Die Gründe für die Zunahme des
weltweiten Hungers sind nicht nur kriegerische Konflikte und
ökonomische Krise. sondern vor allem die Klimaänderungen, welche
einen massiven Einfluss auf die Verteilung des Regens und die Abfolge
der Jahreszeiten in der Landwirtschaft sowie extreme Wetterphänomene
wie Überschwemmungen und Dürren hervorbringen.
Die FAO empfiehlt daher Maßnahmen zu
ergreifen, welche zum Ziel haben den Widrigkeiten des Lebens
entgegenzutreten und die Anpassungsfähigkeit der Lebensmittelsystem
und der Existenzgrundlagen der Bevölkerung an die stattfindende
Klimaveränderung nicht nur zu verstärken sondern auch zu
beschleunigen.
Wie liest sich die Definition von
Hunger bei der FAO? „Es handelt sich sich um eine Person, welche
nicht die Anzahl Kalorien bekommt, die sie für ihre physiologischen
Bedürfnisse und für ihre physischen und geistigen Aktivitäten
benötigt".
Vor einigen Jahren gab es deshalb
Hunger, weil es einen Mangel an Lebensmittel gab, doch davon kann man
heutzutage nicht mehr sprechen. Weltweit dürften etwa 1,3 Milliarden
Tonnen Lebensmittel weggeworfen werden.
Damit ihr eine bessere Vorstellung von
dieser Menge bekommt ist festzuhalten, dass dies ungefähr einem
Drittel jener Menge entspricht, welche für den menschlichen Verzehr
„erzeugt“ wird. Diese 1,3 Milliarden Tonnen
Lebensmittel entsprechen ungefähr 990 Milliarden US-Dollar.

• _Gestellte Aufgabe 1_: Wie viele Tonnen Lebensmittel werden laut dem Text über den Welthunger weltweit ungefähr weggeworfen?
Der Text und die Datensätze haben nichts miteinander zu tun.

(Datensätze zum Zeigen auf Objekte)
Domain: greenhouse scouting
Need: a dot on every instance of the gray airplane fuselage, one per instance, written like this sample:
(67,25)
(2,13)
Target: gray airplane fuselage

• _Gestellte Aufgabe 2_: Gib alle Datensätze erneut wieder und ersetze dabei „gray airplane fuselage“ jeweils durch „white airplane fuselage“, ohne sonst etwas zu ändern.

• _Lösung 1_: Etwa 1,3 Milliarden Tonnen.

• _Lösung 2_:
Domain: greenhouse scouting
Need: a dot on every instance of the white airplane fuselage, one per instance, written like this sample:
(67,25)
(2,13)
Target: white airplane fuselage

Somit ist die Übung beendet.